___ Listed records

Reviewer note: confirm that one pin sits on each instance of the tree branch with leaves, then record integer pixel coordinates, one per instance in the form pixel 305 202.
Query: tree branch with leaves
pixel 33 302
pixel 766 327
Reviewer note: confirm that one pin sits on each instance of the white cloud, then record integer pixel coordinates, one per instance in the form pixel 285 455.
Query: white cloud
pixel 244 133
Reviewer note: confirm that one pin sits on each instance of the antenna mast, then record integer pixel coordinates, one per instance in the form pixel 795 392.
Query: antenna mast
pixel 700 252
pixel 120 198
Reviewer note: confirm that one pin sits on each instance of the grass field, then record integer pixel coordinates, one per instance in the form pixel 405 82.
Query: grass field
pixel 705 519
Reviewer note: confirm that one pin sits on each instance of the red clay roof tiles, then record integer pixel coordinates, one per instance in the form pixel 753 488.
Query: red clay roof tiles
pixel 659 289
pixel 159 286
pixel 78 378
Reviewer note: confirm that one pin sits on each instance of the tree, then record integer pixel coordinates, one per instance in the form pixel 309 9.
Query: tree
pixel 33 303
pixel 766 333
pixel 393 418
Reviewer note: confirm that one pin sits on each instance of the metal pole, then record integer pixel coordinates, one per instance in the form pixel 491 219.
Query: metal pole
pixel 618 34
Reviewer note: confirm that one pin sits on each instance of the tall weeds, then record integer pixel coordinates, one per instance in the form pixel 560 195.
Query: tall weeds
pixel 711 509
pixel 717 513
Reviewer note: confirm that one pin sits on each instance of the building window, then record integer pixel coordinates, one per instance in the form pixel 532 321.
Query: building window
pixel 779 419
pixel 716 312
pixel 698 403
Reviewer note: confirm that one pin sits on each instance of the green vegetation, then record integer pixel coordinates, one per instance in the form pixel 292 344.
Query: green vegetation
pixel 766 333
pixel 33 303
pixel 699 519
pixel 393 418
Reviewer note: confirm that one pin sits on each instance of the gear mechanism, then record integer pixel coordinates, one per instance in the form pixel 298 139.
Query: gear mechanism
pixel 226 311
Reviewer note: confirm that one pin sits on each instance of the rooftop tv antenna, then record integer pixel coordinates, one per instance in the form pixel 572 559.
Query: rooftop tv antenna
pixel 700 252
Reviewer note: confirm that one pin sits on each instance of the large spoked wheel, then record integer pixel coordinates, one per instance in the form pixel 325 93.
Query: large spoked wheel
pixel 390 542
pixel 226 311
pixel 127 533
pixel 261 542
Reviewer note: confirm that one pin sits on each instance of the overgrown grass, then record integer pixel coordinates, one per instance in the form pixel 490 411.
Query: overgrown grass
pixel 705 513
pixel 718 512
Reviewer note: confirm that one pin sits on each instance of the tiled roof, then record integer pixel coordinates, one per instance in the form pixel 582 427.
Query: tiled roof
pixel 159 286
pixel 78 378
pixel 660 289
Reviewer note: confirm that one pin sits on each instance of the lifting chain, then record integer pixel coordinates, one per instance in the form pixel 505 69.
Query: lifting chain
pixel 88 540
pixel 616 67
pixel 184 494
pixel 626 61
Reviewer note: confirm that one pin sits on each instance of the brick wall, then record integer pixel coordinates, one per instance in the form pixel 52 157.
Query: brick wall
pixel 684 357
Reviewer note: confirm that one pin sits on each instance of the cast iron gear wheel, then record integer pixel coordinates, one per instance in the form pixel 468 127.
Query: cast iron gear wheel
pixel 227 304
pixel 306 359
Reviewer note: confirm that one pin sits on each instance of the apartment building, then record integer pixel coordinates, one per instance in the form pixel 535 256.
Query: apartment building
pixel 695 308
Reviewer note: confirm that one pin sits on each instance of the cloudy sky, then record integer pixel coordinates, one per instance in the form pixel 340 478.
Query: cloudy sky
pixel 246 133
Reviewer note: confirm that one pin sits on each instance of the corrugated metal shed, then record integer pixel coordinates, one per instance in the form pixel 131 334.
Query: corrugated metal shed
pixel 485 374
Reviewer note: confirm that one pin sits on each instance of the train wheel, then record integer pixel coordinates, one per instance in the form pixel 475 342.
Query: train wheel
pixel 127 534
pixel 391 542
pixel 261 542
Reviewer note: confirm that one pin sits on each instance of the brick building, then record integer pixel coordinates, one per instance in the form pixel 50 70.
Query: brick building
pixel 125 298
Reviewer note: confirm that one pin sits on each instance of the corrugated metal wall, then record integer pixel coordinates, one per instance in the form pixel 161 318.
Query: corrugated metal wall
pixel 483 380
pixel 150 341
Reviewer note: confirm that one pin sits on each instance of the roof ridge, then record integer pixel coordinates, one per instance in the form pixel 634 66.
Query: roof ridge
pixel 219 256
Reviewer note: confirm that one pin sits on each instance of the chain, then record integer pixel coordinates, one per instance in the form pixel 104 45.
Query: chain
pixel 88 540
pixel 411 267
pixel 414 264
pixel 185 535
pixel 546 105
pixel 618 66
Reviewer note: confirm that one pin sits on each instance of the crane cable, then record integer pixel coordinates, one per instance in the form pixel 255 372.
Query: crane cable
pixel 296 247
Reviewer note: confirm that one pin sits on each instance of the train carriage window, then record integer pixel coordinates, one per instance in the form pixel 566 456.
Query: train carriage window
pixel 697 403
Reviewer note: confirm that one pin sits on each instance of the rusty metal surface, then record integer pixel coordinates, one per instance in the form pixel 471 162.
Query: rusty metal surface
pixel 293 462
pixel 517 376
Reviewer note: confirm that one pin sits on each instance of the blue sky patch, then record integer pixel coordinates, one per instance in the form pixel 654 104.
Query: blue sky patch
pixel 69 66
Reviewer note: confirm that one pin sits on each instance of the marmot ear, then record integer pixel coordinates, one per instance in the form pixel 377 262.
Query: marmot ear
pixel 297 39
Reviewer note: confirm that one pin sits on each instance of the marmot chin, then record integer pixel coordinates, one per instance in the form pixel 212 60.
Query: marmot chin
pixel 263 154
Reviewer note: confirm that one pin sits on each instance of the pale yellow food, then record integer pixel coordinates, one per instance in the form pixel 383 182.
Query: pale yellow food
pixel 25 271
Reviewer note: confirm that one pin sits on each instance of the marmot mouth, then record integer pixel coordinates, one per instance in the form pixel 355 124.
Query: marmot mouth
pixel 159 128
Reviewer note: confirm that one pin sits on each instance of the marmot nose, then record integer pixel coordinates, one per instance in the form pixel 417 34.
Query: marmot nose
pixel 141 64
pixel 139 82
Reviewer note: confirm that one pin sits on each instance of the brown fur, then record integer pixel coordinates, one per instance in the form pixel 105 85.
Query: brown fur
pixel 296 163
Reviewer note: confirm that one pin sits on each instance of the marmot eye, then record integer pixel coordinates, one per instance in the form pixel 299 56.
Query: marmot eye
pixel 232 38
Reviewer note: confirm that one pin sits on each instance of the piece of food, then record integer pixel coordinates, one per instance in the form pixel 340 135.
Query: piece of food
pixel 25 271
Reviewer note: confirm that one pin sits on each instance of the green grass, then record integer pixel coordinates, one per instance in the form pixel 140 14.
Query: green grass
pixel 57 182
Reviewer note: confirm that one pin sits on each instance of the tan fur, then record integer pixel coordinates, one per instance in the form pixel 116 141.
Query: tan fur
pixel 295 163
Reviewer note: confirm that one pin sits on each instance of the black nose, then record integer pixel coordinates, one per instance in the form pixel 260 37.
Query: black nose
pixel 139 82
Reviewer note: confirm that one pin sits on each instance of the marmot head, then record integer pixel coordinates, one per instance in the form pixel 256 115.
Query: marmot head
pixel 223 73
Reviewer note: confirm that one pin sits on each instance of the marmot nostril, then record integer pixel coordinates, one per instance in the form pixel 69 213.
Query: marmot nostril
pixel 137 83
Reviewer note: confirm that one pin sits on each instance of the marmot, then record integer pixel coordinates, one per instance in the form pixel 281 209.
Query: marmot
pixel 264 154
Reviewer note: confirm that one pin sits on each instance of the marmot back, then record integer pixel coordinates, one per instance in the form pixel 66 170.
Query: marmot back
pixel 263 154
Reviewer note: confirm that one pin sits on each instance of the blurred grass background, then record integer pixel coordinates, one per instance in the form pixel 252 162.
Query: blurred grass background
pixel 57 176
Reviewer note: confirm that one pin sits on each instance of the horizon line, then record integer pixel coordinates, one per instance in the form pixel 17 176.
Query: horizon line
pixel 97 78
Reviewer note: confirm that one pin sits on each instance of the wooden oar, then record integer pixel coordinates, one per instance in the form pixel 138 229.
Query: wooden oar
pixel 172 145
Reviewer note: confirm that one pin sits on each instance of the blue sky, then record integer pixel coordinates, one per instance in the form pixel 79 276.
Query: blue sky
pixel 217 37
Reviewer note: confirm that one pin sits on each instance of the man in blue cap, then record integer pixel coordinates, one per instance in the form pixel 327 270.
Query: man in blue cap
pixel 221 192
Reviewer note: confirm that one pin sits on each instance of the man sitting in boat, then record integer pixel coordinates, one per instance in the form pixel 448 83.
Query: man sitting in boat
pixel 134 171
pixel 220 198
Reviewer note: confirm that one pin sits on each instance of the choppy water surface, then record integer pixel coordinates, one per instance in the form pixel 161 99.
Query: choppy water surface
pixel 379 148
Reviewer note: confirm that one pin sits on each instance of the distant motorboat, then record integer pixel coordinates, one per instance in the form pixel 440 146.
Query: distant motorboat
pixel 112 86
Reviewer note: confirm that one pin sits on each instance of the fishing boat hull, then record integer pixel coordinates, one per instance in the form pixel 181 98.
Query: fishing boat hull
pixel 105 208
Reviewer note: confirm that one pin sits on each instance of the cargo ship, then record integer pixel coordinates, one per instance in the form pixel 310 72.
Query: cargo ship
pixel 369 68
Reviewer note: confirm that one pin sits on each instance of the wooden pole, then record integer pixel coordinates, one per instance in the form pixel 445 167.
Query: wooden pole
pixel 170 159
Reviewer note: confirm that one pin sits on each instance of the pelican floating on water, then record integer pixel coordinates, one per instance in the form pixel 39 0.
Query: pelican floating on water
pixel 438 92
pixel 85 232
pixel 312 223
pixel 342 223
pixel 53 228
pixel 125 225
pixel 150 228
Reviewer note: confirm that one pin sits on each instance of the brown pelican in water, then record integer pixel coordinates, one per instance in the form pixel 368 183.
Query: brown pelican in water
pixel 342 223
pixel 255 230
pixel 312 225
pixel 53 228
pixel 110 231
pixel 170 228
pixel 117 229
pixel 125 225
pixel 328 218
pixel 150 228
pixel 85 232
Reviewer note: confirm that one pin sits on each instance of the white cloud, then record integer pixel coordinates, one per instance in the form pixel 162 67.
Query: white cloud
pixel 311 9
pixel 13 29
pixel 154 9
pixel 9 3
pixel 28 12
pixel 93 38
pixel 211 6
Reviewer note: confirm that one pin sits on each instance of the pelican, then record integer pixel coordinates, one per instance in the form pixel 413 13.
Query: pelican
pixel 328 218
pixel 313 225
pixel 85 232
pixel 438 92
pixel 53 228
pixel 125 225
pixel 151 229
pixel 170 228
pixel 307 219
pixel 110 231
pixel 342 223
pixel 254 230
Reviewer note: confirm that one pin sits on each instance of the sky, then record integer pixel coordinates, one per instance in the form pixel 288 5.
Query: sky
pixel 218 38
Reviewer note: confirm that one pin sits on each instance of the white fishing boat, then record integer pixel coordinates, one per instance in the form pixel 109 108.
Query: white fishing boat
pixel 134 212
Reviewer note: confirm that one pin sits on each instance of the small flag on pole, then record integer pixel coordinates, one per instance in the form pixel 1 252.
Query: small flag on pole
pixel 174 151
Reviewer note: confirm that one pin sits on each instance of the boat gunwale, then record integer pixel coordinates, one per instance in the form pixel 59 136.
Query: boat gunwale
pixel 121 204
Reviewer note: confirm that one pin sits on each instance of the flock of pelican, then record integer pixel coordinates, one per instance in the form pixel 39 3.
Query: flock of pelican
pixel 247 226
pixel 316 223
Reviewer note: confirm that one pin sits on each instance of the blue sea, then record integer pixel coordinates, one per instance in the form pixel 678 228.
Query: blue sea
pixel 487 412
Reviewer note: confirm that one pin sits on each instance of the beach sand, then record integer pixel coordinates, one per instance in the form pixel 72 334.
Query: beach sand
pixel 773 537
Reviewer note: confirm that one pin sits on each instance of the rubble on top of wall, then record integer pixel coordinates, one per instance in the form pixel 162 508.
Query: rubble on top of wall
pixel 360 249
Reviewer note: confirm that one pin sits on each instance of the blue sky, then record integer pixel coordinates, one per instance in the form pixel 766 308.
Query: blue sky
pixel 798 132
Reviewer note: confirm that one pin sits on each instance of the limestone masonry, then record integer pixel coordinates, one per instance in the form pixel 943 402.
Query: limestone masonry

______

[Your assignment]
In the listing above, count each line that holds the word "masonry" and report the number alone.

[Expected answer]
2